PROBLEMS TO WORK ON
**A)** Reproduce, word for word, the stretch of the phase-controlled regulator description from "The output signal 42 is" through "magnitude of the AC source voltage.".
**B)** Extend the phase-controlled regulator description, starting right after its last sentence.

PAGE TEXT
┌──

In FIG. 3, a block diagram of a phase controlled regulator 20 constructed according to the teachings of the present invention which will implement the previously described theory is illustrated. The phase controlled regulator 20 is connected at input terminals 22 and 24 to an AC source voltage 26. The AC source voltage 26 is nominally 115 volts although it is known that such source voltages typically may vary from 105 to 126 volts.
The phase controlled regulator 20 is comprised of a zero crossing detector 28 which determines the zero crossings of the AC source voltage 26. A predetermined time period begins to time out at the zero crossings of the AC source voltage. After the predetermined time period has timed out, a ramp generator 32 begins to produce a reference signal 34. The reference signal 34 is representative of a periodically increasing value. The reference signal 34 illustrated in FIG. 3 is a sawtooth waveform having substantially linearly increasing ramp portions similar to the straight line approximation 16 illustrated in FIG. 1.
A sensor 36 produces a first signal 38 representative of the instantaneous value of the AC source voltage 26.
The first signal 38 and reference signal 34 are input to a comparator 40. The comparator 40 produces an output signal 42 when a predetermined relationship exists between the reference signal 34 and the first signal 38. Specifically, the output signal 42 may be generated when the magnitude of the reference signal 34 equals the magnitude of the first signal 38. In this manner, the output 42 is produced sooner when the magnitude of the AC source voltage is lower than normal and is produced later when the magnitude of the AC source voltage is higher than normal such that the effective voltage delivered to the load remains constant.
The output signal 42 is used to control the conductivity of a switch 44. The switch 44 selectively connects a load 46 to the AC source voltage 26 in response to the output signal 42. In this manner, substantially constant power is delivered to the load 46 despite fluctuations in the magnitude of the AC source voltage.

└──

EXTRACTED RECORDS
┌──

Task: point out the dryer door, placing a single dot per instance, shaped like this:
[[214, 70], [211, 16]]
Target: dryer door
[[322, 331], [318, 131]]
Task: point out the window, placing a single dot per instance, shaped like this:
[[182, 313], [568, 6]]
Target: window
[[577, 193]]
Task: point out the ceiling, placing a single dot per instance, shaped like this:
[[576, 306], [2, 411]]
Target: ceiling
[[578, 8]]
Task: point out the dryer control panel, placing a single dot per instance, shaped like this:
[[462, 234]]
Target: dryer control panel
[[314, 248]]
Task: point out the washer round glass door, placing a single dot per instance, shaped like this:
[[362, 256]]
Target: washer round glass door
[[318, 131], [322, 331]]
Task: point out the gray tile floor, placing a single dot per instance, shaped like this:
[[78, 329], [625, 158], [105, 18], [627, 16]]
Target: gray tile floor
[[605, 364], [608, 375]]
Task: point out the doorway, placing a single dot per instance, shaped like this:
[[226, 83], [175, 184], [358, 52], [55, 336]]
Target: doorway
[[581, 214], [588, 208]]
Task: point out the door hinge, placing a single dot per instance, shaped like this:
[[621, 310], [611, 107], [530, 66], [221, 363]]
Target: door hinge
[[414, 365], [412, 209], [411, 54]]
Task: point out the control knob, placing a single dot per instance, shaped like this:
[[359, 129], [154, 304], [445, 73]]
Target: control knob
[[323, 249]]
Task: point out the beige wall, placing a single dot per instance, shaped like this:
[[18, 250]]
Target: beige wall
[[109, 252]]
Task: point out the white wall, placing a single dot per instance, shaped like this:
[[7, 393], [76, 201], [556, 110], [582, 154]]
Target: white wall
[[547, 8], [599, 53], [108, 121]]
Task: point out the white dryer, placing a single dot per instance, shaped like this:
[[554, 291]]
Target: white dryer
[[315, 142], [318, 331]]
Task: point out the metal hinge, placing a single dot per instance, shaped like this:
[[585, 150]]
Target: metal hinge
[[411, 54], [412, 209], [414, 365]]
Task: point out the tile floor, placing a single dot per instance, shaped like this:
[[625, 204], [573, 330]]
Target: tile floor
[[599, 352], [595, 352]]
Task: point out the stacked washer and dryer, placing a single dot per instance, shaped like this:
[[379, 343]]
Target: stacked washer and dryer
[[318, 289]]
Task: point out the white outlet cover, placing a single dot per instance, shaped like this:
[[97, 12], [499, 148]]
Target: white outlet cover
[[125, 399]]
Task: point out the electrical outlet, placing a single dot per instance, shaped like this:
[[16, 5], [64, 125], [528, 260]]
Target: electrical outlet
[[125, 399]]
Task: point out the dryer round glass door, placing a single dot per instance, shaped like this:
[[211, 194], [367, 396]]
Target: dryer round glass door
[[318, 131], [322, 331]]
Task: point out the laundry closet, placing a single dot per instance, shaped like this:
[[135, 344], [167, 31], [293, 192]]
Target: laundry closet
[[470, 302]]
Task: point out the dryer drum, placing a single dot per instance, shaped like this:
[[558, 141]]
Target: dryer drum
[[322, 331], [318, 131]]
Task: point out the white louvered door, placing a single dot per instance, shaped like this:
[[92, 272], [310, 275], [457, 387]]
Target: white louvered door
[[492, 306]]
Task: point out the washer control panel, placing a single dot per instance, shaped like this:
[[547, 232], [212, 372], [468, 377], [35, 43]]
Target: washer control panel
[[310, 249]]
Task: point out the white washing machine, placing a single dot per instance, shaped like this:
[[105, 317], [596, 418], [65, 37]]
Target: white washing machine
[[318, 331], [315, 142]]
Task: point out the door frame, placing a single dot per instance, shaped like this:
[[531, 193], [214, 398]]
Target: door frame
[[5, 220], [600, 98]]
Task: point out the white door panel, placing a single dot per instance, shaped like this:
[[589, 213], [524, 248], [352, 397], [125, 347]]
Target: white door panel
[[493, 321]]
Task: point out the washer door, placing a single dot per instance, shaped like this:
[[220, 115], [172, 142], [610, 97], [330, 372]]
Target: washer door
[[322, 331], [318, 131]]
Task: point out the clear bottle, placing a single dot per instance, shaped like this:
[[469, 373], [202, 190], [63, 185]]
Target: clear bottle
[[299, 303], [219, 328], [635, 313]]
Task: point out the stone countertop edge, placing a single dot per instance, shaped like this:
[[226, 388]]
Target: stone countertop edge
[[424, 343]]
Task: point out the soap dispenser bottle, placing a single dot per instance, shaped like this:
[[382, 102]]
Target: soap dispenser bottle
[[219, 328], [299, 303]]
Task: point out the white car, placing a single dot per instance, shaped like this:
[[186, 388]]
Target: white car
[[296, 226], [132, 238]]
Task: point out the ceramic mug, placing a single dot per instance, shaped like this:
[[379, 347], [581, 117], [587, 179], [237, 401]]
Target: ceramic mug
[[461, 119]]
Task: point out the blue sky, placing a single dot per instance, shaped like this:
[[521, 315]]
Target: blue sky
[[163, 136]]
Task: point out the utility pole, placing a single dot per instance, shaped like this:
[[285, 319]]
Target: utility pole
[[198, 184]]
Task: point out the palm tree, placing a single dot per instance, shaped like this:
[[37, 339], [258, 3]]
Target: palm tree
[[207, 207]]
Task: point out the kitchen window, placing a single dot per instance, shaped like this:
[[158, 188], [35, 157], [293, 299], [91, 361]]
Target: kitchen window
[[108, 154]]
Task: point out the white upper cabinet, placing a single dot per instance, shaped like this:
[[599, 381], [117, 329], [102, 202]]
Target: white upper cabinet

└──

ANSWERS BY TASK
**A)**
The output signal 42 is used to control the conductivity of a switch 44. The switch 44 selectively connects a load 46 to the AC source voltage 26 in response to the output signal 42. In this manner, substantially constant power is delivered to the load 46 despite fluctuations in the magnitude of the AC source voltage.

**B)**
The present invention is also directed to a method for selectively connecting a load to an AC source voltage such that substantially constant RMS power is delivered to the load despite fluctuations in the magnitude of the AC source voltage and includes the steps of detecting zero crossings of the AC source voltage. A reference signal representative of a periodically increasing value is produced in response to the zero crossings of the AC source voltage. A first signal representative of the instantaneous value of the AC source voltage is produced. The reference signal is compared to the first signal. An output signal is produced in response to the existence of a predetermined relationship therebetween. The load is selectively connected to the AC source voltage in response to the output signal such that the RMS power delivered to the load remains substantially constant.
In FIG. 4, an electrical schematic of the phase controlled regulator 20 shown in FIG. 3, is illustrated. In FIG. 4, components which provide the same function as those in FIG. 3 have been provided with the same reference numeral. It should be noted that although FIG. 4 illustrates an implementation of the present invention using analog components, it is known that such circuitry can also be implemented using digital techniques.
A filtering capacitor 48 is connected across input terminals 22 and 24. The function of the zero crossing detector 28 is provided by a zero-voltage switch 50 connected as illusttrated in FIG. 4. Pins 2 and 13 of the zero-voltage switch 50 are connected to the input terminal 24 through a capacitor 52. Pins 7 and 8 of the zero-voltage switch 50 are also connected to the input terminal 24. Pin 5 of the zero-voltage switch 50 is connected to the input terminal 22 through a resistor 54. The zero-voltage switch 50 produces an output pulse 56 available at pin 4 in response to the zero crossings of the AC source voltage.
The output pulse 56 is input to pin 2 of a one-shot multivibrator 58 through an optical isolator 60. Pin 2 is also connected to a positive voltage source through a resistor 61. The one shot 58 is grounded through pin 1 and is connected to a positive voltage source through pins 4 and 8. Pin 8 is also connected to ground through the series combination of a potentiometer 62 and a capacitor 64. The junction between the potentiometer 62 and capacitor 64 is connected to pins 6 and 7 of the one-shot 58.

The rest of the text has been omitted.